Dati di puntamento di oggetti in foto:
■ ■ ■ ■ ■ ■ ■
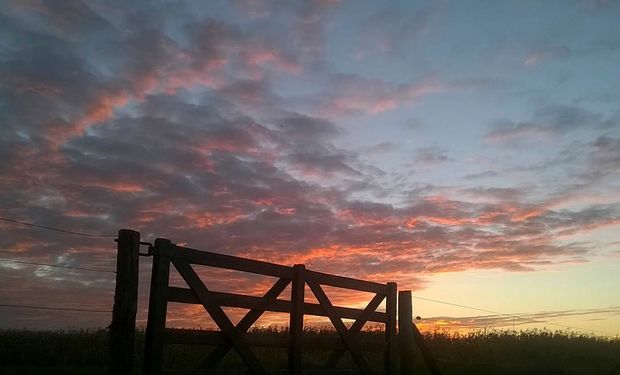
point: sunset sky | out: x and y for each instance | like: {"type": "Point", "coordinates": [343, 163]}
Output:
{"type": "Point", "coordinates": [468, 150]}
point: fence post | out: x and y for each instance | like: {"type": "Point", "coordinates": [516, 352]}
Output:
{"type": "Point", "coordinates": [123, 326]}
{"type": "Point", "coordinates": [405, 333]}
{"type": "Point", "coordinates": [390, 329]}
{"type": "Point", "coordinates": [158, 303]}
{"type": "Point", "coordinates": [296, 325]}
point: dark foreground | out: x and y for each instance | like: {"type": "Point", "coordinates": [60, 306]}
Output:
{"type": "Point", "coordinates": [530, 352]}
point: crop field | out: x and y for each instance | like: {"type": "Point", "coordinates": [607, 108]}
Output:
{"type": "Point", "coordinates": [490, 352]}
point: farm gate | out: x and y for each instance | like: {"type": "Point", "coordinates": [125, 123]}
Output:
{"type": "Point", "coordinates": [231, 336]}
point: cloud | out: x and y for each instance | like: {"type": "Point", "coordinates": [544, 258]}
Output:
{"type": "Point", "coordinates": [430, 156]}
{"type": "Point", "coordinates": [174, 124]}
{"type": "Point", "coordinates": [547, 122]}
{"type": "Point", "coordinates": [547, 54]}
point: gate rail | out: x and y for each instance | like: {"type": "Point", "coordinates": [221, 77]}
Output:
{"type": "Point", "coordinates": [231, 336]}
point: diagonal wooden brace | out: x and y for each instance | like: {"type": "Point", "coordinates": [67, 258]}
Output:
{"type": "Point", "coordinates": [247, 321]}
{"type": "Point", "coordinates": [338, 324]}
{"type": "Point", "coordinates": [356, 328]}
{"type": "Point", "coordinates": [218, 315]}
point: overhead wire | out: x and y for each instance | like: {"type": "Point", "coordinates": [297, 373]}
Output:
{"type": "Point", "coordinates": [56, 265]}
{"type": "Point", "coordinates": [53, 308]}
{"type": "Point", "coordinates": [55, 229]}
{"type": "Point", "coordinates": [516, 316]}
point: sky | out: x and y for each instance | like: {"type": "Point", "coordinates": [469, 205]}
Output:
{"type": "Point", "coordinates": [467, 150]}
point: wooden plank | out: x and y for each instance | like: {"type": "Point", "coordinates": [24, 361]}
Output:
{"type": "Point", "coordinates": [296, 325]}
{"type": "Point", "coordinates": [207, 258]}
{"type": "Point", "coordinates": [280, 341]}
{"type": "Point", "coordinates": [123, 326]}
{"type": "Point", "coordinates": [347, 282]}
{"type": "Point", "coordinates": [357, 326]}
{"type": "Point", "coordinates": [405, 333]}
{"type": "Point", "coordinates": [218, 315]}
{"type": "Point", "coordinates": [390, 329]}
{"type": "Point", "coordinates": [338, 324]}
{"type": "Point", "coordinates": [247, 321]}
{"type": "Point", "coordinates": [156, 323]}
{"type": "Point", "coordinates": [184, 295]}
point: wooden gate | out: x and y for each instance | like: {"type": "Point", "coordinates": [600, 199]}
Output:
{"type": "Point", "coordinates": [233, 336]}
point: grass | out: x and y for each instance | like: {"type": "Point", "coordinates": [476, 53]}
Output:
{"type": "Point", "coordinates": [490, 352]}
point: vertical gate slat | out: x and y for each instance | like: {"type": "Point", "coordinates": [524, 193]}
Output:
{"type": "Point", "coordinates": [296, 325]}
{"type": "Point", "coordinates": [123, 326]}
{"type": "Point", "coordinates": [158, 304]}
{"type": "Point", "coordinates": [390, 329]}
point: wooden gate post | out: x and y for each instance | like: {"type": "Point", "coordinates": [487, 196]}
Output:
{"type": "Point", "coordinates": [296, 325]}
{"type": "Point", "coordinates": [390, 329]}
{"type": "Point", "coordinates": [123, 326]}
{"type": "Point", "coordinates": [405, 333]}
{"type": "Point", "coordinates": [158, 304]}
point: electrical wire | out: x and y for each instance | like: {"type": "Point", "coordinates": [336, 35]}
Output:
{"type": "Point", "coordinates": [53, 308]}
{"type": "Point", "coordinates": [56, 265]}
{"type": "Point", "coordinates": [532, 321]}
{"type": "Point", "coordinates": [60, 230]}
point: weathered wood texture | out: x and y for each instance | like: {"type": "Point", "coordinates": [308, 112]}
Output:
{"type": "Point", "coordinates": [390, 329]}
{"type": "Point", "coordinates": [123, 326]}
{"type": "Point", "coordinates": [405, 333]}
{"type": "Point", "coordinates": [158, 304]}
{"type": "Point", "coordinates": [184, 295]}
{"type": "Point", "coordinates": [231, 336]}
{"type": "Point", "coordinates": [296, 322]}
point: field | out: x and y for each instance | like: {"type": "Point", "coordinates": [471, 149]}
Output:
{"type": "Point", "coordinates": [491, 352]}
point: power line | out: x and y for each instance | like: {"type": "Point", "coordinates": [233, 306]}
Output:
{"type": "Point", "coordinates": [57, 265]}
{"type": "Point", "coordinates": [60, 230]}
{"type": "Point", "coordinates": [531, 320]}
{"type": "Point", "coordinates": [53, 308]}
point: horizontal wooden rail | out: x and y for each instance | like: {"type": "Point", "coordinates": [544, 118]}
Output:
{"type": "Point", "coordinates": [347, 282]}
{"type": "Point", "coordinates": [214, 338]}
{"type": "Point", "coordinates": [207, 258]}
{"type": "Point", "coordinates": [184, 295]}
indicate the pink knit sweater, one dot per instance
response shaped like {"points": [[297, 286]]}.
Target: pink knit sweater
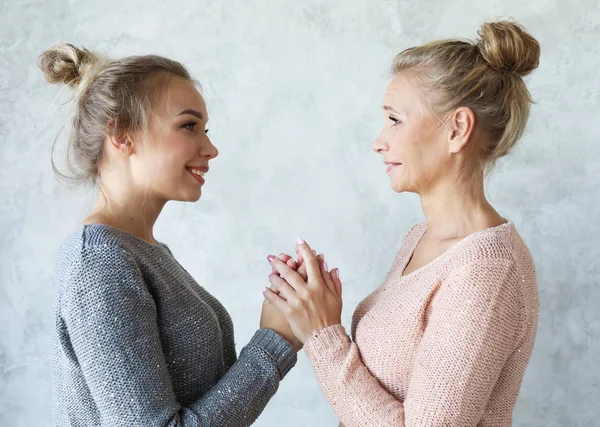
{"points": [[445, 345]]}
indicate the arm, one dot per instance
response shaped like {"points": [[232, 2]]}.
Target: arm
{"points": [[471, 332], [111, 320]]}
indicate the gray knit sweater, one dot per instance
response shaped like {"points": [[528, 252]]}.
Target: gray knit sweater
{"points": [[137, 342]]}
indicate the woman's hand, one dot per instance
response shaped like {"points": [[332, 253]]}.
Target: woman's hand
{"points": [[308, 304]]}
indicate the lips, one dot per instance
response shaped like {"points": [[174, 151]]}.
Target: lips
{"points": [[390, 166], [198, 172]]}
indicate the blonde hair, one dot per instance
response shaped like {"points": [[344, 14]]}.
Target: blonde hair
{"points": [[485, 75], [112, 97]]}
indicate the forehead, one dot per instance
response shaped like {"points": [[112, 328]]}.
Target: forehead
{"points": [[181, 94]]}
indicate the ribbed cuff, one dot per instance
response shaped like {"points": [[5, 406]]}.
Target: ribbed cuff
{"points": [[277, 347], [326, 341]]}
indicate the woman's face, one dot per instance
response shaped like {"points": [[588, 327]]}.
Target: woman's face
{"points": [[173, 157], [413, 141]]}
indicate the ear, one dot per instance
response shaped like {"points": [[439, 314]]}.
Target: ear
{"points": [[462, 124], [119, 140]]}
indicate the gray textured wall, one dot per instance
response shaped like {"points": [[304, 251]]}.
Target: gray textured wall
{"points": [[293, 89]]}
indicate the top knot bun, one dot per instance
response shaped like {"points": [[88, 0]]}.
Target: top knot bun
{"points": [[506, 46]]}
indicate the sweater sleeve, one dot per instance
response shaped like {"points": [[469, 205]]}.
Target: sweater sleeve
{"points": [[111, 320], [473, 327]]}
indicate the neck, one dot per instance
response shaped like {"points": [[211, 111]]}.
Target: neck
{"points": [[130, 211], [454, 211]]}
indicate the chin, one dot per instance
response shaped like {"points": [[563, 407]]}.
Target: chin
{"points": [[190, 196]]}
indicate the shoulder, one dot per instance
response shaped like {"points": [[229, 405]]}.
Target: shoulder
{"points": [[495, 261], [95, 253]]}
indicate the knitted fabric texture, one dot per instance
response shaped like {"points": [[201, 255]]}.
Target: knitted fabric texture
{"points": [[446, 345], [137, 342]]}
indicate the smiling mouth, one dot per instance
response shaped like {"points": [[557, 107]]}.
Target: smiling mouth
{"points": [[197, 174], [391, 166]]}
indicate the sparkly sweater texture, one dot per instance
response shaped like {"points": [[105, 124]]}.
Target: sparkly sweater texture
{"points": [[445, 345], [137, 342]]}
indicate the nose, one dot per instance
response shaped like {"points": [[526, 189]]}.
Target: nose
{"points": [[380, 144], [208, 150]]}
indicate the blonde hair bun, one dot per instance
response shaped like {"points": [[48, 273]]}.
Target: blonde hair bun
{"points": [[507, 46]]}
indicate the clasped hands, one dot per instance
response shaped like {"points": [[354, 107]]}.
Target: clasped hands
{"points": [[304, 292]]}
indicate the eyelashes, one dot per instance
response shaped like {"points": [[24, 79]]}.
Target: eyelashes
{"points": [[191, 126]]}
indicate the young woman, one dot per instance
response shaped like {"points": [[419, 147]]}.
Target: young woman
{"points": [[445, 340], [137, 342]]}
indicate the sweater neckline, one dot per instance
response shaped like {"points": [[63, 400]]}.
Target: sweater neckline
{"points": [[419, 236]]}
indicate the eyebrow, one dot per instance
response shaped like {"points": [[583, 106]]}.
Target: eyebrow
{"points": [[389, 108], [192, 112]]}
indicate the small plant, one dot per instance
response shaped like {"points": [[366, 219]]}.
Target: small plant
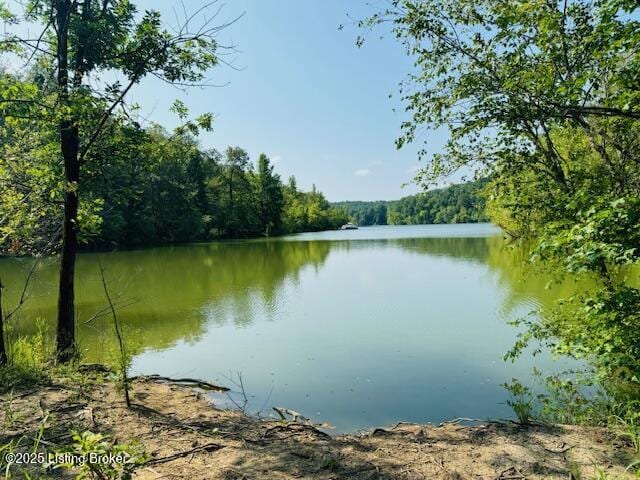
{"points": [[94, 456], [11, 416], [627, 426], [124, 361], [522, 401]]}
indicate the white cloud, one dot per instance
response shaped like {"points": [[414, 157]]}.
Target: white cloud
{"points": [[362, 172]]}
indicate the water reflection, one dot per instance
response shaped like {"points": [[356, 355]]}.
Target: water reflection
{"points": [[391, 324]]}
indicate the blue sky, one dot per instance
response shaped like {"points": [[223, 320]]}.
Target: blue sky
{"points": [[301, 92], [304, 94]]}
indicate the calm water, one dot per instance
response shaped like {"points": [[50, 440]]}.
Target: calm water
{"points": [[355, 328]]}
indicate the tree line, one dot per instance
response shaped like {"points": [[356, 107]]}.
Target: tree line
{"points": [[544, 99], [463, 203], [78, 169]]}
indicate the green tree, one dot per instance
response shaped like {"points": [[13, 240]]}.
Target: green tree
{"points": [[270, 196], [544, 97], [80, 40]]}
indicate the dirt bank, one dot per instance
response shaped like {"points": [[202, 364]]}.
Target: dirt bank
{"points": [[187, 437]]}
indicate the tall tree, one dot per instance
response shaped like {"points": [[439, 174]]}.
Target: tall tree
{"points": [[80, 41], [270, 196]]}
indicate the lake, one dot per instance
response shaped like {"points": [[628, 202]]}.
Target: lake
{"points": [[355, 328]]}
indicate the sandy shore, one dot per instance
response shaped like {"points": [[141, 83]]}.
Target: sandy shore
{"points": [[187, 437]]}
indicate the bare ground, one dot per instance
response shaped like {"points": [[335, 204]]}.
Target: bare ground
{"points": [[187, 437]]}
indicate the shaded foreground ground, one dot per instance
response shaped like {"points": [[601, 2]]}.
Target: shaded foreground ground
{"points": [[186, 437]]}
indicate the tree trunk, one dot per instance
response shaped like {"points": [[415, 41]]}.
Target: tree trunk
{"points": [[69, 142], [3, 351]]}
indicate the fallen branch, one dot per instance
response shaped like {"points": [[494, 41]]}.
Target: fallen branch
{"points": [[296, 428], [187, 382], [209, 447]]}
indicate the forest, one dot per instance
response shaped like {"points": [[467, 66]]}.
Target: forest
{"points": [[540, 100], [463, 203], [149, 187]]}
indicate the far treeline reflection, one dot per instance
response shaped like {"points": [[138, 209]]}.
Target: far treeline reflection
{"points": [[161, 292]]}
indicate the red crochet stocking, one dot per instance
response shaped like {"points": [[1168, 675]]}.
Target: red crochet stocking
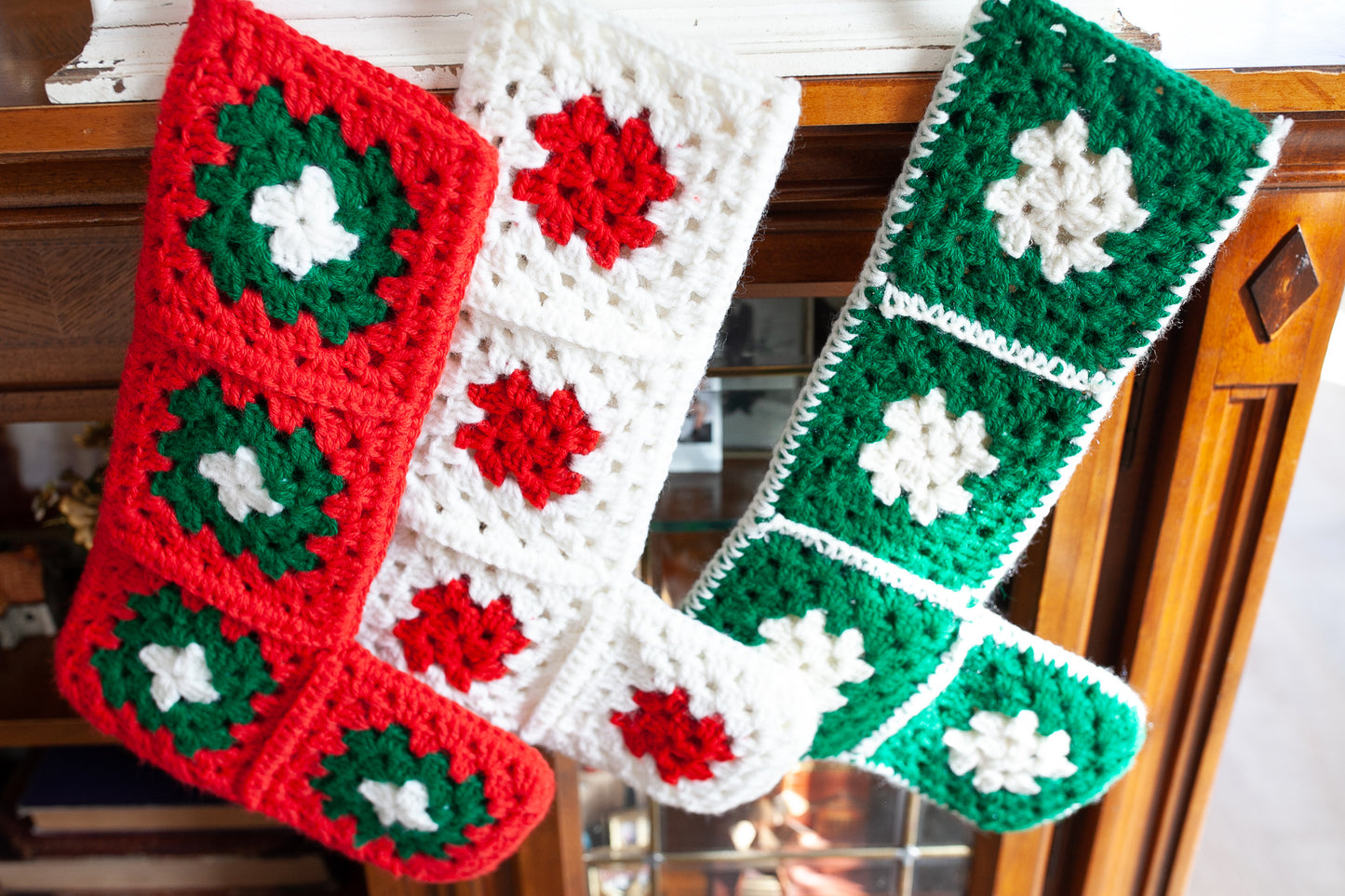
■ ■ ■ ■ ■ ■ ■
# [Obiettivo]
Raccogli dai dati qui sopra tutte le righe che contengono la stringa "nose", copiandole per intero. Maiuscole e minuscole contano.

# [Soluzione]
indicate the nose, one dot per instance
Target: nose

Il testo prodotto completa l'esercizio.